* [任务说明]
请将选文中从“她申请了马来西亚理科大学英语”到“至少需要3年,通常都要5年左右才能毕业。”的内容一字不差地抄录下来。

* [选文]
..........
2022年10月,雪和我说,梦到我结婚没有喊她。我们就恋爱和婚姻吐槽几句之后,她突然说,自己在这所高校任教三年后,终于还是辞职了。

雪说,她也很纠结,但是现实实在是艰难,连考上博的老师都有被辞退的了,学校连读完返回的协议都不屑于跟老师签。雪觉得留下实在是摇摇欲坠:“如果不读博,安逸的生活最多持续到四十岁,然后呢?回到市场再就业然后被年轻人毒打吗?”

她申请了马来西亚理科大学英语教育的博士,因为疫情,只能先开始上网课,按计划要在2023年的3月才能出国去读第二学期。自费读博是一件非常烧钱的事情,几年前,东南亚的博士一年学费约为8万人民币,现在已经涨到12万了,即便只是上网课也是如此。唯一值得庆幸的是,如果顺利,1年就能毕业了——但是我们都知道,几乎没有人能做到——而国内读博至少需要3年,通常都要5年左右才能毕业。
..........
* [所给材料]
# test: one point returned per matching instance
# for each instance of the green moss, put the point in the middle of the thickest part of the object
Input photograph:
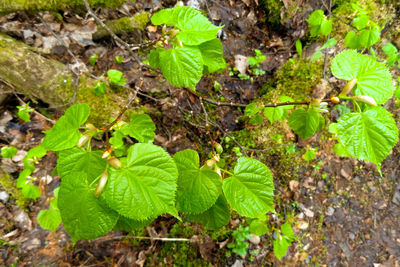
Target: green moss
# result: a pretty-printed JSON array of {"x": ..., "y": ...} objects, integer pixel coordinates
[
  {"x": 273, "y": 11},
  {"x": 296, "y": 78},
  {"x": 8, "y": 183},
  {"x": 379, "y": 11},
  {"x": 180, "y": 253}
]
..........
* [答案]
她申请了马来西亚理科大学英语教育的博士,因为疫情,只能先开始上网课,按计划要在2023年的3月才能出国去读第二学期。自费读博是一件非常烧钱的事情,几年前,东南亚的博士一年学费约为8万人民币,现在已经涨到12万了,即便只是上网课也是如此。唯一值得庆幸的是,如果顺利,1年就能毕业了——但是我们都知道,几乎没有人能做到——而国内读博至少需要3年,通常都要5年左右才能毕业。